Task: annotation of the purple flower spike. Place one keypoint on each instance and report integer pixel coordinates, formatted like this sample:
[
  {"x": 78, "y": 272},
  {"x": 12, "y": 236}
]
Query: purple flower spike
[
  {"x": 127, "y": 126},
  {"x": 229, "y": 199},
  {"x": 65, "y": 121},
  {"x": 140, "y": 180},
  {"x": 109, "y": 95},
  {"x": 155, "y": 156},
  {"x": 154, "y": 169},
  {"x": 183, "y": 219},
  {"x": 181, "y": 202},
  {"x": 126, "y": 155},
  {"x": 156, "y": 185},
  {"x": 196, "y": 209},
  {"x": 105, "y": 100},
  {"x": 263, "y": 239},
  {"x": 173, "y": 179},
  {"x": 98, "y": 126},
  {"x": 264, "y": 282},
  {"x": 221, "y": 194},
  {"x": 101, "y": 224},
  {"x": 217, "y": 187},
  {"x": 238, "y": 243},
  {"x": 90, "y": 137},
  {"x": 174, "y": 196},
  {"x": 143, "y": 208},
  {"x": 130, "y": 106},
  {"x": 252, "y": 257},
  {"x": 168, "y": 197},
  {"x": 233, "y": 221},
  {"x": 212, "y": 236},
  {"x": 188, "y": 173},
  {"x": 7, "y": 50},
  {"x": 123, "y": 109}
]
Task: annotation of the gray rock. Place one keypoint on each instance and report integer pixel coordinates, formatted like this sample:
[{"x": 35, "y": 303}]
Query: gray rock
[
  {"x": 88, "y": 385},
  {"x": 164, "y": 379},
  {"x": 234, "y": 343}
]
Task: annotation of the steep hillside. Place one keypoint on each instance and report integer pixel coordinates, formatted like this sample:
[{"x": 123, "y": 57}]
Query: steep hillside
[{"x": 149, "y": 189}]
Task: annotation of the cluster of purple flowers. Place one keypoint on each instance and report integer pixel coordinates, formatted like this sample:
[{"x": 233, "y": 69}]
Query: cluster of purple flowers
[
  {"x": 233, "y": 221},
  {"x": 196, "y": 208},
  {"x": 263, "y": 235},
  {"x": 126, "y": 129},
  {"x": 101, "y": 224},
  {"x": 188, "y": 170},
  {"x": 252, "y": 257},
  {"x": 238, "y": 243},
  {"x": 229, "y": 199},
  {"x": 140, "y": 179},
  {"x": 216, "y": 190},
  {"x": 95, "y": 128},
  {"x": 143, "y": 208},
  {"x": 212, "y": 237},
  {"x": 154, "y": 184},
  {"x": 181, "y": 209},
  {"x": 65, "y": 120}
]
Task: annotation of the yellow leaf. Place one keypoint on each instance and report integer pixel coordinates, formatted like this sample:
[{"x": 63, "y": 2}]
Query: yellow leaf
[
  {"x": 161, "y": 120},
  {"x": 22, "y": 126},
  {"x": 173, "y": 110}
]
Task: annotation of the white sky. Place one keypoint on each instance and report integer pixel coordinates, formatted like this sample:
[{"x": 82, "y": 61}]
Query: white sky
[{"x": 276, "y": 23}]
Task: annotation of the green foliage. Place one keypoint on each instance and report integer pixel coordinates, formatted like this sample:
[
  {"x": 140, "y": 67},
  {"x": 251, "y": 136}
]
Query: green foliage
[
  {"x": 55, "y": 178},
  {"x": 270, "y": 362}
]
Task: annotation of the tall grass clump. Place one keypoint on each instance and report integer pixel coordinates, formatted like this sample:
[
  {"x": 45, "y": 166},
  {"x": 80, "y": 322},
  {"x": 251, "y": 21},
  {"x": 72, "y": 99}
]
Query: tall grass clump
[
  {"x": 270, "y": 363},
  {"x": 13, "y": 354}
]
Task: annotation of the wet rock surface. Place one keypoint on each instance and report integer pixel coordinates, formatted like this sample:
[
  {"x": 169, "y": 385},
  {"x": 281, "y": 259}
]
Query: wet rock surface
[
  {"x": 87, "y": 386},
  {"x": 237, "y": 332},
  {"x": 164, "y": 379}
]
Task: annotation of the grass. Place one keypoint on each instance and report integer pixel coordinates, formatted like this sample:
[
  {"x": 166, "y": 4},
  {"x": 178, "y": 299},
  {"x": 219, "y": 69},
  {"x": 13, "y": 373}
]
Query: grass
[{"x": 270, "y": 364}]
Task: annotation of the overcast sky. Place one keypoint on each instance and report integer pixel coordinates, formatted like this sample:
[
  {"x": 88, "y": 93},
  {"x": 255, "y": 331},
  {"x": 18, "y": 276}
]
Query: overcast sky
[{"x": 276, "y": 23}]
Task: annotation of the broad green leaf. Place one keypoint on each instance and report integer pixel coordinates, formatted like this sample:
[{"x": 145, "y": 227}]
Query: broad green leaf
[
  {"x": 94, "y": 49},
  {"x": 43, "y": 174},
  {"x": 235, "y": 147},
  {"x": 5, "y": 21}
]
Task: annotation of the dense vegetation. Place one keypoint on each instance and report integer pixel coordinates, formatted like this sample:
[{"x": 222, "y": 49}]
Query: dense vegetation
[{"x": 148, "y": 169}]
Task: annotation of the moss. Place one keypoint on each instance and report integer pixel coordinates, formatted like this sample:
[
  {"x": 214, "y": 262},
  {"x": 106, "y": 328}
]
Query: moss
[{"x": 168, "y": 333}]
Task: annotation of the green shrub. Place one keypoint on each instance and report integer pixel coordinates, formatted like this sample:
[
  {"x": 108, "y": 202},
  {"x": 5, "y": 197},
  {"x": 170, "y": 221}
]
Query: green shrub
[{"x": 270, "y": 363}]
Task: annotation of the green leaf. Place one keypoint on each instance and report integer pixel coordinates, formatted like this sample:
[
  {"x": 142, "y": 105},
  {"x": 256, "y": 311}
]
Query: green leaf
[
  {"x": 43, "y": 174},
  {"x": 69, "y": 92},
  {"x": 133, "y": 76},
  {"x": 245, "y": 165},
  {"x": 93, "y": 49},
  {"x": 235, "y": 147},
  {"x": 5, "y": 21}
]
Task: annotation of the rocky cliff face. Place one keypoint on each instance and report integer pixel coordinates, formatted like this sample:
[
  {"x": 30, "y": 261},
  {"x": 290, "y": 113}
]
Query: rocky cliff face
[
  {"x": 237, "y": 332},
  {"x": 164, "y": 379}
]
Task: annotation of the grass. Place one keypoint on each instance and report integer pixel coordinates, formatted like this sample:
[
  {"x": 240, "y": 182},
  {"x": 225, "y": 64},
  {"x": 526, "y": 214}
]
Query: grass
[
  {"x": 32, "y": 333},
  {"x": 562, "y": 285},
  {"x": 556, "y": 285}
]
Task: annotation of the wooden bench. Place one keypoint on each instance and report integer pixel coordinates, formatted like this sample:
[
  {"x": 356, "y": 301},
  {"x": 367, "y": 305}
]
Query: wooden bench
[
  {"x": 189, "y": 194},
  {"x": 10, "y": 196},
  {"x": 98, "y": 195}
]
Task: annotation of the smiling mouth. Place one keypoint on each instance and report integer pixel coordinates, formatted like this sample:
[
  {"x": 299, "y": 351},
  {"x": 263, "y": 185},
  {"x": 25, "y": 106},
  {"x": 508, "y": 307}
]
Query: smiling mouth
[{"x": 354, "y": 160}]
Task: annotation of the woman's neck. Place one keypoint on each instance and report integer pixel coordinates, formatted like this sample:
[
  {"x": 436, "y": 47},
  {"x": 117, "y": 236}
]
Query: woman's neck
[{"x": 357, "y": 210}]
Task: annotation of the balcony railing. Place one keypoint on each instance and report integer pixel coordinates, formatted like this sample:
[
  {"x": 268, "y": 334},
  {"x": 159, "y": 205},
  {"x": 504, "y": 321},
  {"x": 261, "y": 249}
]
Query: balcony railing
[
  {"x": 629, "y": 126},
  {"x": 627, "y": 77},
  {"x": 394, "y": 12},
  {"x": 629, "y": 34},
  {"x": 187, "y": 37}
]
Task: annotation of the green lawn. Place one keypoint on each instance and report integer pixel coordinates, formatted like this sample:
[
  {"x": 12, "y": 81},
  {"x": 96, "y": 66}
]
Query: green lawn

## WHAT TO WORK ON
Starting with the line that contains "Task: annotation of the balcony", return each line through the last one of the data above, exactly as written and nothing more.

## EXPECTED ANSWER
Task: annotation of the balcony railing. Place one keypoint on each instance and report integer pixel coordinates, formatted like this sample:
[
  {"x": 268, "y": 334},
  {"x": 159, "y": 205},
  {"x": 504, "y": 321},
  {"x": 261, "y": 249}
]
Query: balcony railing
[
  {"x": 629, "y": 126},
  {"x": 627, "y": 77},
  {"x": 394, "y": 12},
  {"x": 629, "y": 34},
  {"x": 187, "y": 37}
]
Task: annotation of the green lawn. Place one keypoint on each instance and report integer pixel coordinates, formatted like this sample:
[
  {"x": 12, "y": 81},
  {"x": 96, "y": 66}
]
Query: green lawn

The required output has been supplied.